● **Exercícios propostos**:
**1)** As afirmações abaixo estão de acordo com o texto sobre a decisão judicial? Responda sim ou não a cada uma e cite entre aspas as palavras do texto que decidem a resposta. (a) O juiz considerou suficientes as medidas administrativas adotadas pelo estado. (b) O juiz rejeitou o argumento de que o dano foi causado por terceiros. (c) Segundo Gustavo Bandeira, as pessoas são vítimas de balas perdidas em locais sempre diferentes.
**2)** Reproduza, sem nenhuma alteração, a passagem do texto sobre a decisão judicial que começa com as palavras "O argumento do" e termina com "na Constituição Federal.".

--- Texto de origem ---

O juiz afirmou que as medidas administrativas adotadas pelo estado na região e na cidade do Rio de Janeiro são insuficientes para assegurar a ordem urbana e oferecer aos cidadãos a segurança mínima que se espera em um grande centro urbano. “Trata-se de zona de alto risco, na qual é freqüente tanto o confronto entre traficantes, como falsas blitzes, revelando a insuficiência de medidas administrativas eficientes capazes de evitar danos como o sofrido pelo autor.”

O argumento do estado do Rio de que o dano foi causado por terceiros e não por um agente estatal, o que o isentaria de responsabilidade, foi rechaçado pelo juiz. De acordo com Gustavo Bandeira, pessoas são freqüentemente vítimas de balas perdidas, sempre nos mesmos locais, cuja periculosidade é conhecida de todos, o que torna específica e abusiva a omissão do estado no que se refere à prestação de segurança pública, prevista na Constituição Federal.

“Naqueles locais em que se verifica uma omissão específica do dever de segurança pública, caracterizada pelos reiterados incidentes envolvendo a ação de bandidos, sem uma ação estatal eficiente para evitar ou pelo menos diminuir tal atuação reincidente destes marginais, deve o réu ser chamado à sua responsabilidade de indenizar aqueles que venham a sofrer um dano decorrente desta omissão específica do dever de agir.”

--- Dados fornecidos ---

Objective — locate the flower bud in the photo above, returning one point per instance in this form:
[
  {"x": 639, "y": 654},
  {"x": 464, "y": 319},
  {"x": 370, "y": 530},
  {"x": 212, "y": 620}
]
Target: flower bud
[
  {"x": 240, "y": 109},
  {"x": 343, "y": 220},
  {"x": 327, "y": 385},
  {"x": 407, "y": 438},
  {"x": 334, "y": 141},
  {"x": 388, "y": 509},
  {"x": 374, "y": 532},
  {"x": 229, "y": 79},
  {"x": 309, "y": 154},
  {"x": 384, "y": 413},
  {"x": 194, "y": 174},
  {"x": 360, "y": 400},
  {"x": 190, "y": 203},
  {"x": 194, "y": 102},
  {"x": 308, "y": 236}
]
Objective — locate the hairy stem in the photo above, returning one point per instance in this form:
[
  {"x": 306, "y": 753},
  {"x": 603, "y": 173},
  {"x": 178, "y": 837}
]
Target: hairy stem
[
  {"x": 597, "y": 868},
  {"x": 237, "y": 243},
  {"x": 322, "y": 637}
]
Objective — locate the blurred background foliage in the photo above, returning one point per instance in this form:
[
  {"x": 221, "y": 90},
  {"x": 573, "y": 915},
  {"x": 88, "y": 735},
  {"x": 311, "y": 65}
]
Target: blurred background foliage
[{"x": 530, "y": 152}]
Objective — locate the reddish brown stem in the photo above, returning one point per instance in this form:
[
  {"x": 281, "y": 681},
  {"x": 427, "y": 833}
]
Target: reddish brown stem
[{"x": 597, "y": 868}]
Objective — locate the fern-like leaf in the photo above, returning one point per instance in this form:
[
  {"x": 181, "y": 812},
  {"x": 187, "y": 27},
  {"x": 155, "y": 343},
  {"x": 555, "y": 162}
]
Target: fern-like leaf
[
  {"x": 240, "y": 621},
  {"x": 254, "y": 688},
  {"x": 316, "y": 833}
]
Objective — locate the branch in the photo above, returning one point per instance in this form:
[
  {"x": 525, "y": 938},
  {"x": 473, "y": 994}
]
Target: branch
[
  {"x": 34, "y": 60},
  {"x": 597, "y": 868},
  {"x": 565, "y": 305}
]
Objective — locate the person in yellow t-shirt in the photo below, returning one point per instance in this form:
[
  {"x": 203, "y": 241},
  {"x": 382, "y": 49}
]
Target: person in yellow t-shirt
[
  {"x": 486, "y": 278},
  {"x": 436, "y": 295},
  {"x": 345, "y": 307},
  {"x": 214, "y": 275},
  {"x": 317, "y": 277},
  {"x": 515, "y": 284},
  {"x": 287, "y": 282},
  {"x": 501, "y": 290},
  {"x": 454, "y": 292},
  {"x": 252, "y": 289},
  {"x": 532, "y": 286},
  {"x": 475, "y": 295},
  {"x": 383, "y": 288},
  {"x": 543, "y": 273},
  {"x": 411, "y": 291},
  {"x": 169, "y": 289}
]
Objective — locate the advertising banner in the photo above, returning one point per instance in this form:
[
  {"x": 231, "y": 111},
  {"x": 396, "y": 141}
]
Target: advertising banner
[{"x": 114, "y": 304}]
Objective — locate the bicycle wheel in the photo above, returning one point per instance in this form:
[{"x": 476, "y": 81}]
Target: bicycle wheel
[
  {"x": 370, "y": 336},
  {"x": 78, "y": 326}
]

---

● **Gabarito**:
**1)**
(a) Não: "são insuficientes para assegurar a ordem urbana".
(b) Sim: "foi rechaçado pelo juiz".
(c) Não: "sempre nos mesmos locais".

**2)**
O argumento do estado do Rio de que o dano foi causado por terceiros e não por um agente estatal, o que o isentaria de responsabilidade, foi rechaçado pelo juiz. De acordo com Gustavo Bandeira, pessoas são freqüentemente vítimas de balas perdidas, sempre nos mesmos locais, cuja periculosidade é conhecida de todos, o que torna específica e abusiva a omissão do estado no que se refere à prestação de segurança pública, prevista na Constituição Federal.